AI Reasoning Models in 2026: How o3, DeepSeek R1, and Extended Thinking Actually Work

AI Reasoning Models in 2026: How o3, DeepSeek R1, and Extended Thinking Actually Work

Hero image: abstract visualization of a neural network chain of thought, glowing nodes connected by reasoning paths

The first time I handed a tricky competitive programming problem to GPT-4, it confidently produced a solution that failed on the second test case. I tweaked the prompt, added "think step by step," and got the same broken logic presented with more elaborate justification. It wasn't that the model was dumb — it was that standard next-token prediction has a hard ceiling on reasoning depth.

Then I tried the same problem on o3 in early 2026. It spent 47 seconds "thinking" before outputting anything. The solution was correct. What happened in those 47 seconds is the story of reasoning models.


The Ceiling Standard LLMs Hit

Before diving into reasoning models, it helps to understand exactly where vanilla LLMs fall short.

A standard transformer generates one token at a time, left to right, with no ability to revise earlier decisions. That architecture is remarkably powerful for pattern matching, code completion, and summarisation. But multi-step logical deduction — the kind that requires holding intermediate conclusions, checking consistency, and backtracking — doesn't map cleanly onto a single forward pass.

— Supplied records —
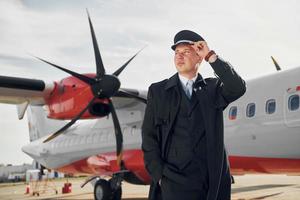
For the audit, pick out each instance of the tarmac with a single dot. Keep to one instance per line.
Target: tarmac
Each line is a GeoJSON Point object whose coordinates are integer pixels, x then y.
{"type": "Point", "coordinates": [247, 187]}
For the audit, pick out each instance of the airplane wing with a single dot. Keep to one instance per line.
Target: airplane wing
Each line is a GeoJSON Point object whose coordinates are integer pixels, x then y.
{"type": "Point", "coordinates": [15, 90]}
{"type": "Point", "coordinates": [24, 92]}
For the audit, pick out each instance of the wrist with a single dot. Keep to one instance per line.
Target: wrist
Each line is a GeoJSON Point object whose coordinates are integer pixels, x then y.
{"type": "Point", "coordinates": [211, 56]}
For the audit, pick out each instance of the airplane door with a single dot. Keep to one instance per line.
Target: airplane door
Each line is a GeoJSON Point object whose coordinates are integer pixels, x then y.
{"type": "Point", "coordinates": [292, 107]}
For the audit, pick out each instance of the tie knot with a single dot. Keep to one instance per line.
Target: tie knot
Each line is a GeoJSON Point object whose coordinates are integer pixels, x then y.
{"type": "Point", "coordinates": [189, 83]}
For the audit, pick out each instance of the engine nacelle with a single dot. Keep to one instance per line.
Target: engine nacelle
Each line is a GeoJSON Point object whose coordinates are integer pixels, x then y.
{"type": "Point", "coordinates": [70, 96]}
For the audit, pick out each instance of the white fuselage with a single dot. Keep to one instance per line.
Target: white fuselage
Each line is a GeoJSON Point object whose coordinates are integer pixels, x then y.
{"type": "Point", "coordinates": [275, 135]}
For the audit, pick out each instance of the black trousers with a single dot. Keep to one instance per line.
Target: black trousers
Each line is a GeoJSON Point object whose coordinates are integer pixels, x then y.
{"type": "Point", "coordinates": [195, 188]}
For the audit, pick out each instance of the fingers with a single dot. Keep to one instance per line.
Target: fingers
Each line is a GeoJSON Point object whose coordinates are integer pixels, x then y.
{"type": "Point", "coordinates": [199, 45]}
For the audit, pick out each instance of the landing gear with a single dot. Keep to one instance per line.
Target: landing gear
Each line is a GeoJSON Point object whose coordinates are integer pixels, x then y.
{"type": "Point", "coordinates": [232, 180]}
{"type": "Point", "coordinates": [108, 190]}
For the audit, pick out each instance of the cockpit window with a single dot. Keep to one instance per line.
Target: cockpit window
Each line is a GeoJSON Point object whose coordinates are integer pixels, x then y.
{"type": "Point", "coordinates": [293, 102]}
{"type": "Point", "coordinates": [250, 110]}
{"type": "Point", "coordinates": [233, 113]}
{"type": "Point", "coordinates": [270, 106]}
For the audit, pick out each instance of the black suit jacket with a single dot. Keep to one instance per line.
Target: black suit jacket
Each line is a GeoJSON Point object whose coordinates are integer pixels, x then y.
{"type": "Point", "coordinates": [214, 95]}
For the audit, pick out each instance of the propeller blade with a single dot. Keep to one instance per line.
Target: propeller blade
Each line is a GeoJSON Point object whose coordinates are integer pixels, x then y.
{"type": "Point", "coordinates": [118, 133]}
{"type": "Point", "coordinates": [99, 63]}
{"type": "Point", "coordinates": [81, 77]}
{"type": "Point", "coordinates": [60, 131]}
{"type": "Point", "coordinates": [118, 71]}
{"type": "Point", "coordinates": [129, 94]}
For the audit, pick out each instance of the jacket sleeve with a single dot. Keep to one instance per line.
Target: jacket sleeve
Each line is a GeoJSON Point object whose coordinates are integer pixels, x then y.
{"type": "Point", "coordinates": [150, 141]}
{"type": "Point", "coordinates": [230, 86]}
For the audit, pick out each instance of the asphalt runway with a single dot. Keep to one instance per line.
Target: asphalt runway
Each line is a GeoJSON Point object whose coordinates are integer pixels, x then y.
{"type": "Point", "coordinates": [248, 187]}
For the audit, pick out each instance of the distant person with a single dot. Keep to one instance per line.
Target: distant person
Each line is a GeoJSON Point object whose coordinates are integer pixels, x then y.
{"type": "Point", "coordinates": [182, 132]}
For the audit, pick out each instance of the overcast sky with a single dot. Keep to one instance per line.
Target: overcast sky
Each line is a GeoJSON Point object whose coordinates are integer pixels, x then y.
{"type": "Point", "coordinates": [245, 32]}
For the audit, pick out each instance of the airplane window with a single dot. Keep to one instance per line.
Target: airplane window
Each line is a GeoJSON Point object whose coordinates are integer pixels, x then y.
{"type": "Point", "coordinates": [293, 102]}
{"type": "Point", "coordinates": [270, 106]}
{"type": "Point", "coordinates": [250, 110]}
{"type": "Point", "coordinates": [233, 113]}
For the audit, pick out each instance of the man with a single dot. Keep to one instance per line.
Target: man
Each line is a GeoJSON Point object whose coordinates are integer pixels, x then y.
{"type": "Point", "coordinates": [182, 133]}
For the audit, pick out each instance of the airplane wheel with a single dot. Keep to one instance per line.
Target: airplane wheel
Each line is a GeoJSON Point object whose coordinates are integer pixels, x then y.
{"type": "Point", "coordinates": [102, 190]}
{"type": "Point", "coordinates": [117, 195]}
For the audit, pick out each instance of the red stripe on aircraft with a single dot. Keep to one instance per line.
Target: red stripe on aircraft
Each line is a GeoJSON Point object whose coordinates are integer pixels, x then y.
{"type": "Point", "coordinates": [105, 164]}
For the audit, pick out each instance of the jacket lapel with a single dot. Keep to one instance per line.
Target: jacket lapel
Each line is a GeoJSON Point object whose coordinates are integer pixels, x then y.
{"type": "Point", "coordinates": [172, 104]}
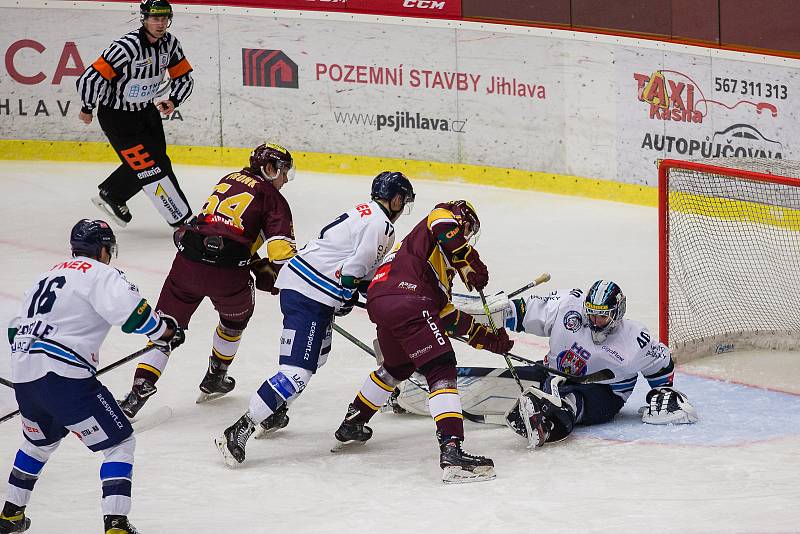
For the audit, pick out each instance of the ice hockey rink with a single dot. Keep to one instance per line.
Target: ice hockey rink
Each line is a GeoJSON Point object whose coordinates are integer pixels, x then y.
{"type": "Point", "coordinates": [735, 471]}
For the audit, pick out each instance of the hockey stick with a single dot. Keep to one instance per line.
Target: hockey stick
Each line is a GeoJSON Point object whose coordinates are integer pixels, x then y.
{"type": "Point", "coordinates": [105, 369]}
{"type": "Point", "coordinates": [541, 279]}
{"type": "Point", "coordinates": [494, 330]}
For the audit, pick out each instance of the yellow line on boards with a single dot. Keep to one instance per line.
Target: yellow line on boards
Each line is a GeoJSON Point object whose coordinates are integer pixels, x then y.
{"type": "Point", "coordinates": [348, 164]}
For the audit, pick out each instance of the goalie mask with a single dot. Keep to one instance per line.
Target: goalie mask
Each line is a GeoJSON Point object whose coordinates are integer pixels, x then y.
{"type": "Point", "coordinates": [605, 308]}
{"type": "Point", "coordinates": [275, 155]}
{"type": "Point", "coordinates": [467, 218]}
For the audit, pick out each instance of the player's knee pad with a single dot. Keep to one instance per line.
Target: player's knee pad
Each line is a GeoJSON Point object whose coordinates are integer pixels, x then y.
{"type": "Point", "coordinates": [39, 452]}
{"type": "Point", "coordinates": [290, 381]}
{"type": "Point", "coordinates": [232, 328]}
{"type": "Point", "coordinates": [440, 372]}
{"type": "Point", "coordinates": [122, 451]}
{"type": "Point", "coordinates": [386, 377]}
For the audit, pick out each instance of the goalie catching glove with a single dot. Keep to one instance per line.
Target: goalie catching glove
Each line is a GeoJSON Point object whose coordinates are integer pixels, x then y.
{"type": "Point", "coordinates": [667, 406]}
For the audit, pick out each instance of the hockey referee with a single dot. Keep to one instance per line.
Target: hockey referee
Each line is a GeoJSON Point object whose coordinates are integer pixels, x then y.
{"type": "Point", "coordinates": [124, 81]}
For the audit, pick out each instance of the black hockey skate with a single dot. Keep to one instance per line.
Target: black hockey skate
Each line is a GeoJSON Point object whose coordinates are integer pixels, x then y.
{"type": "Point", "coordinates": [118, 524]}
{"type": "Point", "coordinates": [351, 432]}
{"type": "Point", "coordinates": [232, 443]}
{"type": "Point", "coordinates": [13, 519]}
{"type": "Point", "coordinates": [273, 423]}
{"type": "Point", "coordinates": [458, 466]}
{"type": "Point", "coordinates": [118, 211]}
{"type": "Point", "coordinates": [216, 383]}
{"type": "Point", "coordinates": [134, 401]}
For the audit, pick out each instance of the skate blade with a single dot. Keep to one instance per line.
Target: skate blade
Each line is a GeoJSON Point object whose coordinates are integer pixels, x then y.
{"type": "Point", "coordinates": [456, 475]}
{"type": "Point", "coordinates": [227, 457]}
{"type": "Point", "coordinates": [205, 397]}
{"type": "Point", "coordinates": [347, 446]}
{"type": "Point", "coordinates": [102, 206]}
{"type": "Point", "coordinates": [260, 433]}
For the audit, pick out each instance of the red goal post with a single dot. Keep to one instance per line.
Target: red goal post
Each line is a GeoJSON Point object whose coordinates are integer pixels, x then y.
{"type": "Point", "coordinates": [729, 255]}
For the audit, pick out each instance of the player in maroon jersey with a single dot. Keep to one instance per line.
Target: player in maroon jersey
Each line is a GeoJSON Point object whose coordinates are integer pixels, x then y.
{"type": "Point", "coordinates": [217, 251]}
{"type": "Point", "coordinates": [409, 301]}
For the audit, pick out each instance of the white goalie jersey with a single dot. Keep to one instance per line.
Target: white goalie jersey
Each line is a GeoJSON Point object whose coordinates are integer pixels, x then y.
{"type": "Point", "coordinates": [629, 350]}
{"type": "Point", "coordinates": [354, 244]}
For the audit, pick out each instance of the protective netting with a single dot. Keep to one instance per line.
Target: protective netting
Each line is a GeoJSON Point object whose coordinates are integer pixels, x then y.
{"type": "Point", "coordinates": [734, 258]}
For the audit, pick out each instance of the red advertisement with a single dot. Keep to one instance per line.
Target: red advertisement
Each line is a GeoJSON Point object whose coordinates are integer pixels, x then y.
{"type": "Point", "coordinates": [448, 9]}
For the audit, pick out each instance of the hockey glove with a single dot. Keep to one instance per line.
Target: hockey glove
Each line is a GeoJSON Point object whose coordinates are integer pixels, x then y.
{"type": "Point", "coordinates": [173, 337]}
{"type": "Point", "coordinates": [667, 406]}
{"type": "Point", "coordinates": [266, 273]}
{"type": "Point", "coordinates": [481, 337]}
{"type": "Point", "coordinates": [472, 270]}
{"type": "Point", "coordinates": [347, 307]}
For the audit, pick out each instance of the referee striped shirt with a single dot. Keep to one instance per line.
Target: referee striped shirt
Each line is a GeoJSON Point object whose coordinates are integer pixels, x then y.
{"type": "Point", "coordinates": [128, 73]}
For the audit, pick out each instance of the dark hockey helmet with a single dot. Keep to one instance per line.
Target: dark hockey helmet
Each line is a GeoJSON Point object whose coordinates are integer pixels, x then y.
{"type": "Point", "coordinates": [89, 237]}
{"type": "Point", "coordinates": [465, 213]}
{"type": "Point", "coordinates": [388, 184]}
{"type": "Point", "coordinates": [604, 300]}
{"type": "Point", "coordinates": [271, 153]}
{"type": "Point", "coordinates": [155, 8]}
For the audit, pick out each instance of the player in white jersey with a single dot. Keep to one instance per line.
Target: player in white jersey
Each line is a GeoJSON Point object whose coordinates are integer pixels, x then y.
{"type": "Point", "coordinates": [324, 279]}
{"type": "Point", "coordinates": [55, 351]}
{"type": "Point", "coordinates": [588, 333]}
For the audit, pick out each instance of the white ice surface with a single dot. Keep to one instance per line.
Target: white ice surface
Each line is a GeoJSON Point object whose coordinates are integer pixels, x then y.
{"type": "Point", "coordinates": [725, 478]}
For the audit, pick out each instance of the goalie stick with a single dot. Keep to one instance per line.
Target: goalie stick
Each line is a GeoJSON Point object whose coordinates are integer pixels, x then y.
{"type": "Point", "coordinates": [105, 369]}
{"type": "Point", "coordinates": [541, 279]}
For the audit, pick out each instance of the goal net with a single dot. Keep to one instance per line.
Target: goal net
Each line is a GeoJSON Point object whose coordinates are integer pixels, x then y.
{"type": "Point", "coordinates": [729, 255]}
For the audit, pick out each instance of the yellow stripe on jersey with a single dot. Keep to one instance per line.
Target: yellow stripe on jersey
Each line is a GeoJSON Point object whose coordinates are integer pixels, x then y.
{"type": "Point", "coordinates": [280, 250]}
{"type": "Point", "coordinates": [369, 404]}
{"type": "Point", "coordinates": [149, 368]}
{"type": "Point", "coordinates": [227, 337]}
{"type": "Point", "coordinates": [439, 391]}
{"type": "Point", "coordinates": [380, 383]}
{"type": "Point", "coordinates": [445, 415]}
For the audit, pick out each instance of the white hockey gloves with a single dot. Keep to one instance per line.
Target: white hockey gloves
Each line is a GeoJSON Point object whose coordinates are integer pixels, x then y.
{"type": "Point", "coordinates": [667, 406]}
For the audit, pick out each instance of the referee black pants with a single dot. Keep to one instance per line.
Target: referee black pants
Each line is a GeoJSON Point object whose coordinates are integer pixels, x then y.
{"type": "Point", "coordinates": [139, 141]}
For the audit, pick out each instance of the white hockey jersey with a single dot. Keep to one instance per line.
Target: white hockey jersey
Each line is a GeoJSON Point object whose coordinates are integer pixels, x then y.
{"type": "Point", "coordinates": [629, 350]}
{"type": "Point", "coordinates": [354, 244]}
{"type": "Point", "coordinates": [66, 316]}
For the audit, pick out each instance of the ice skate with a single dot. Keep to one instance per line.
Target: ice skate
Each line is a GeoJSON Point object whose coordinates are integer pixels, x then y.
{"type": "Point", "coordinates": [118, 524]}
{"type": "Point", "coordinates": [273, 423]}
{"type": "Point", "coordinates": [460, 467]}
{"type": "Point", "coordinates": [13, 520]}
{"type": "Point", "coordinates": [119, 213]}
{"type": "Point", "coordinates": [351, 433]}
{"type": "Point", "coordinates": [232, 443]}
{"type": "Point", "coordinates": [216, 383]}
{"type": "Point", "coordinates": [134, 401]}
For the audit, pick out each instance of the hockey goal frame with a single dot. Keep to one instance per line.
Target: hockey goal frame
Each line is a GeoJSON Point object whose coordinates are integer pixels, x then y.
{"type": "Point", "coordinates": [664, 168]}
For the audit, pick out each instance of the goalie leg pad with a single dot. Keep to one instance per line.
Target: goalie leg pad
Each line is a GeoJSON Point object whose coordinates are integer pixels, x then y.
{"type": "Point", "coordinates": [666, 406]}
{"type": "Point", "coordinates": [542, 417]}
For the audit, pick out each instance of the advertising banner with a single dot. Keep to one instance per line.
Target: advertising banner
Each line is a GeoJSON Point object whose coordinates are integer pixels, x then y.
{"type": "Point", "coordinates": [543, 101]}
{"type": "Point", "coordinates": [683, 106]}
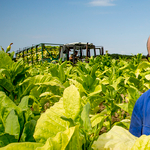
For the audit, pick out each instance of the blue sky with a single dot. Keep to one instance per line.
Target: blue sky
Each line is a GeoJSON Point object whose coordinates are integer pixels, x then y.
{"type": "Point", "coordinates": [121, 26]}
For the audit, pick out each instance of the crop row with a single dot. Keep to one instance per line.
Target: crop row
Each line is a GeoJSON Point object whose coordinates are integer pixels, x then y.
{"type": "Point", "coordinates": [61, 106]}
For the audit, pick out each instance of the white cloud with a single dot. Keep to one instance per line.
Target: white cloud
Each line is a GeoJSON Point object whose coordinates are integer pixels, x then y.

— Problems to solve —
1) In the article on AI reasoning models, how long did o3 spend thinking before it gave any output?
2) Copy out everything from "Hero image: abstract" down to "of reasoning models." in the article on AI reasoning models, substituting "difficult" for "tricky".

— Responses in order —
1) 47 seconds

2)
Hero image: abstract visualization of a neural network chain of thought, glowing nodes connected by reasoning paths

The first time I handed a difficult competitive programming problem to GPT-4, it confidently produced a solution that failed on the second test case. I tweaked the prompt, added "think step by step," and got the same broken logic presented with more elaborate justification. It wasn't that the model was dumb — it was that standard next-token prediction has a hard ceiling on reasoning depth.

Then I tried the same problem on o3 in early 2026. It spent 47 seconds "thinking" before outputting anything. The solution was correct. What happened in those 47 seconds is the story of reasoning models.